§ **EXERCISE AIM**: Reproduce every line of the listing below word for word, with no changes, additions, or omissions.

···

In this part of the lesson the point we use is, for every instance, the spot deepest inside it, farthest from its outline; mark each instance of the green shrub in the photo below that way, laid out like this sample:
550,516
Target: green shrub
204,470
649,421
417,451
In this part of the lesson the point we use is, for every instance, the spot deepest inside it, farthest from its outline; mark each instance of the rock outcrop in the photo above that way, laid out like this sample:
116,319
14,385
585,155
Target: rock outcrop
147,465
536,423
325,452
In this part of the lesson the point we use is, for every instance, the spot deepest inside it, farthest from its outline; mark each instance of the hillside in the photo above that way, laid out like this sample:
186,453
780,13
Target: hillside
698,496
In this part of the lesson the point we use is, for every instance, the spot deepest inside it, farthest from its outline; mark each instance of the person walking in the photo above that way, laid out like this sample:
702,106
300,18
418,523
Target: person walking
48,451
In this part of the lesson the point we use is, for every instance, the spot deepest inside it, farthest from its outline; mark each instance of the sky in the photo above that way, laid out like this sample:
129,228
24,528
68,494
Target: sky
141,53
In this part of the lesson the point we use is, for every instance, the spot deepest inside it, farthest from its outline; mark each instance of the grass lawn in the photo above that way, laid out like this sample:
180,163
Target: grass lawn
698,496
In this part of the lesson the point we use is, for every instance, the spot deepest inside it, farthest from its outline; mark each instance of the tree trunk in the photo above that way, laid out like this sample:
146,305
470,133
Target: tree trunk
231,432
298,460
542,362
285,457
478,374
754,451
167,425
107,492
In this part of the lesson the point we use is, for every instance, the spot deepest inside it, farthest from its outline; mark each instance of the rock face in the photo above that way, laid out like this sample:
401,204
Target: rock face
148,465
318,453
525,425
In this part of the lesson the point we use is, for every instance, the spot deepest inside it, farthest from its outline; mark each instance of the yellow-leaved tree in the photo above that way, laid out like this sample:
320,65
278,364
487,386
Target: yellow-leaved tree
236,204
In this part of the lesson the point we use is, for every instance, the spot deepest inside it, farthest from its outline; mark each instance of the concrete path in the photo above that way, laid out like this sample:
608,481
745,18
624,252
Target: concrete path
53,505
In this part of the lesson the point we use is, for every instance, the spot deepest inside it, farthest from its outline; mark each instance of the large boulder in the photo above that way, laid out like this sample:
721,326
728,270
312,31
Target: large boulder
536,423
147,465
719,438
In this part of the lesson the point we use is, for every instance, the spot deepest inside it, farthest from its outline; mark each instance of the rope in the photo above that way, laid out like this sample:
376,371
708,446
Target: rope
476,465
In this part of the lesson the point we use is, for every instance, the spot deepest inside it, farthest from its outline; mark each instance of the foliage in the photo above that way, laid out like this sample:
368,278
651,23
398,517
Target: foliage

···

§ **ANSWER FOR THIS EXERCISE**:
In this part of the lesson the point we use is, for every instance, the spot deepest inside it, farthest from its outline; mark each instance of the green shrub in the photo below that way, laid out like this sample:
550,516
Target: green shrub
204,470
649,421
417,451
In this part of the lesson the point we use is, for every instance, the spot deepest inside it, farthest from its outline; mark each instance of the rock outcrop in the photo above that way, laid out like this sample:
116,319
14,385
585,155
Target: rock outcrop
147,465
536,423
325,452
In this part of the lesson the point we use is, for every instance, the spot deepest inside it, farthest from its outline; mark each instance of the hillside in the photo above that way, laid out like this sample:
186,453
780,13
Target: hillside
698,496
In this part of the lesson the point we use is, for every instance, the spot deepest inside it, farthest from its outline; mark each instance of the person walking in the photo above that way, laid out like this sample:
702,106
300,18
418,523
Target: person walking
48,451
In this part of the lesson the point we use is, for every instance, the spot deepest inside it, farthest from its outline; mark each instance of the sky in the photo above that way, laid out like this sample:
129,228
24,528
68,494
Target: sky
141,53
In this part of the lesson the point we use is, for every instance, the spot deepest inside it, farthest from its outline; mark each instance of the grass lawn in the photo above that way, laid out like this sample:
180,163
Target: grass lawn
698,496
In this part of the lesson the point we use is, for every instance, the spot deepest inside it, farthest from its outline; mark each instance of the tree trunk in the photo above that way, laid out like this sample:
146,305
470,133
Target: tree trunk
231,432
298,460
542,362
285,457
478,374
754,451
167,425
107,492
In this part of the lesson the point we use is, for every instance, the spot deepest inside it, farthest from its outline; mark each instance of the rock face in the photo above that way, laid out like this sample:
401,204
Target: rock face
148,465
318,453
525,425
In this part of the lesson the point we use is, for every instance, the spot deepest inside it, farthest from its outline; mark each instance of the yellow-leaved tree in the photo above that way, laid out like this sample:
320,65
278,364
487,386
Target: yellow-leaved tree
236,204
In this part of the lesson the point we use is, for every instance, the spot deepest inside it, farthest from its outline; mark each instance of the concrete path in the photo above that way, laid out like this sample:
608,481
745,18
624,252
Target: concrete path
53,505
In this part of the lesson the point we use is, for every instance, the spot deepest inside it, farthest from its outline; mark each instance of the large boulder in the photo above that way, laid out like this sample:
721,326
728,270
312,31
Target: large boulder
536,423
147,465
719,438
In this part of the lesson the point we use is, for every instance, the spot deepest inside it, farthest from its outline; mark each instance of the rope in the photo above that way, laid out like this sample:
376,371
708,446
Target: rope
476,465
In this part of the lesson the point we use is, for every instance, the spot deepest inside it, farthest from its outline; mark each instance of the foliage in the photo above that way, laid out like this sample:
368,278
651,23
398,517
Target: foliage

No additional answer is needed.